### Set tasks
**A.** Please return each line of the rows below that contains the string "face", matching case exactly.
**B.** Continue the McCain Institute passage, picking up right after its final sentence.

** START OF Document section **

As recently as May 2017, Parsi demanded that President Donald Trump and officials in his administration “cease questioning the integrity of” the Obama administration’s nuclear deal with Iran.
Sen. McCain’s involvement with Iran lobbyist NIAC is troublesome:
Craig Holman, a government affairs lobbyist at Public Citizen, said: “This is a very real conflict of interest. This is the similar type of pattern we received with the Clinton Foundation in which foreign governments and foreign interests were throwing a lot of money in the hopes of trying to buy influence.”
Lawrence Noble, general counsel for the Campaign Legal Center, said that accepting contributions in the name of a sitting senator like McCain raises troubling issues: “In terms of the ethics of it, it does raise a broad question of people trying to get good will with the elected official. From a personal standpoint, I’d rather not see these entities exist.”
Charles Ortel, a retired Wall Street investment banker and philanthropy law expert, said that “high government officials such as John McCain, [former Secretary of State] Hillary Clinton and President Barack Obama should not get involved with vehicles like these where substantial sums can be funneled over time in ways that at best, reeks of impropriety and at worse are public corruption.”
Pollock says the McCain Institute did not respond to requests for the dollar amounts of its high donors, when the donations were made and if there were strings attached to the contributions, claiming it did not have any of the information.

** END OF Document section **
** START OF Extracted material **

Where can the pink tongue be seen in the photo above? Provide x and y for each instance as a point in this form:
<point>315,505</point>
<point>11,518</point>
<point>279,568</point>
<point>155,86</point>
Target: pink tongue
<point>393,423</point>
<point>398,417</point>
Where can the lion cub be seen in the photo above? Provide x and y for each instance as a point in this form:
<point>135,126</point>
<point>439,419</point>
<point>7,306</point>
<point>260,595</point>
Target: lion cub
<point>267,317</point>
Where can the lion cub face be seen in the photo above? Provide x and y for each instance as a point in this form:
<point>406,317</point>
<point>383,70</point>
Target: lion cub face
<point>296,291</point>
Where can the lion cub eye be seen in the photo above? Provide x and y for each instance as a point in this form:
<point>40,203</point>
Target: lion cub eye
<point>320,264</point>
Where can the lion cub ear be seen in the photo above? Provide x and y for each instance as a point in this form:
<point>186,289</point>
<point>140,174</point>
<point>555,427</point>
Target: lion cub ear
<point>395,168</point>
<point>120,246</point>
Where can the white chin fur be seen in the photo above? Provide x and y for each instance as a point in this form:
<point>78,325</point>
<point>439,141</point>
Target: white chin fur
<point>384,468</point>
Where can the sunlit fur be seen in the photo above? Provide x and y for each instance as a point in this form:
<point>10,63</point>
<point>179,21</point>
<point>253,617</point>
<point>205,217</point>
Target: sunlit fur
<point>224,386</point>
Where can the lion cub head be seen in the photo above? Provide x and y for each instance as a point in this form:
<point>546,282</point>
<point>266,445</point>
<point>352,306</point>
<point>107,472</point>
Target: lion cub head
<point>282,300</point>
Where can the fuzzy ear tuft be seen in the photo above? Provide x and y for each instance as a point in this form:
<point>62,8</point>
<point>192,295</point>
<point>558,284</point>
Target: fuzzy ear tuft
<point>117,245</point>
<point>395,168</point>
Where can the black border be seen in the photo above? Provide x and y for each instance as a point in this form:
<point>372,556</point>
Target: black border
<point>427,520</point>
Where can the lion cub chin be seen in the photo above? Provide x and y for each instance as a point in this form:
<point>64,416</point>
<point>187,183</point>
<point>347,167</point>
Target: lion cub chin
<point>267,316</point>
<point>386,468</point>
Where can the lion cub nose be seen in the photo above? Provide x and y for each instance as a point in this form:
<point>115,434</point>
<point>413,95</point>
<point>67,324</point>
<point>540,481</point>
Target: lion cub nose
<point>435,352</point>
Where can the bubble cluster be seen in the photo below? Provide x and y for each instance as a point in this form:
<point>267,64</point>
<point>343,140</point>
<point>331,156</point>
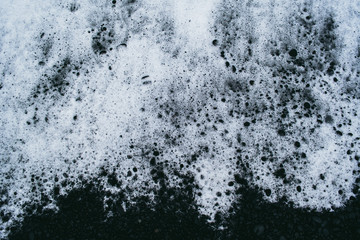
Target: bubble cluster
<point>152,104</point>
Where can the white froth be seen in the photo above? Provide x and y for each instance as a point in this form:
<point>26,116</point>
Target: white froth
<point>112,100</point>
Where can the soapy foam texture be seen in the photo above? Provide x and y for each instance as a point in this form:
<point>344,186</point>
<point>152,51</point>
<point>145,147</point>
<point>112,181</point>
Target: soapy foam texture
<point>204,98</point>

** END OF Extracted material **

### Results of the tasks
**A.**
Where can the lion cub face be seen in the photo above? Provide x and y for each instance as a point in this form:
Target: lion cub face

**B.**
For his part, Sen. McCain professed he has no involvement with his own institute that is named after him, saying “I’m proud that the institute is named after me, but I have nothing to do with it” — which stretches credulity.
The institute’s donations from governments like Saudi Arabia and Morocco raise legitimate questions of pay-for-play. They also contradict McCain’s vision of human rights and national security.
How the McCain Institute spends its millions also raises questions.
Combating human trafficking is an important program of the Institute. The actor Ashton Kutcher is a member of the Institute’s Human Trafficking Advisory Council.
According to Baxter Dmitry of YourNewsWire, the Institute claims to have donated a total of $2.5 million to stop human trafficking: $500,000 in 2012; $500,000 in 2013; and $1,500,000 in 2014.
The only problem is every penny of the $2.5 million went to the Arizona State University Foundation that “does not appear to have anything whatsoever to do with human trafficking.”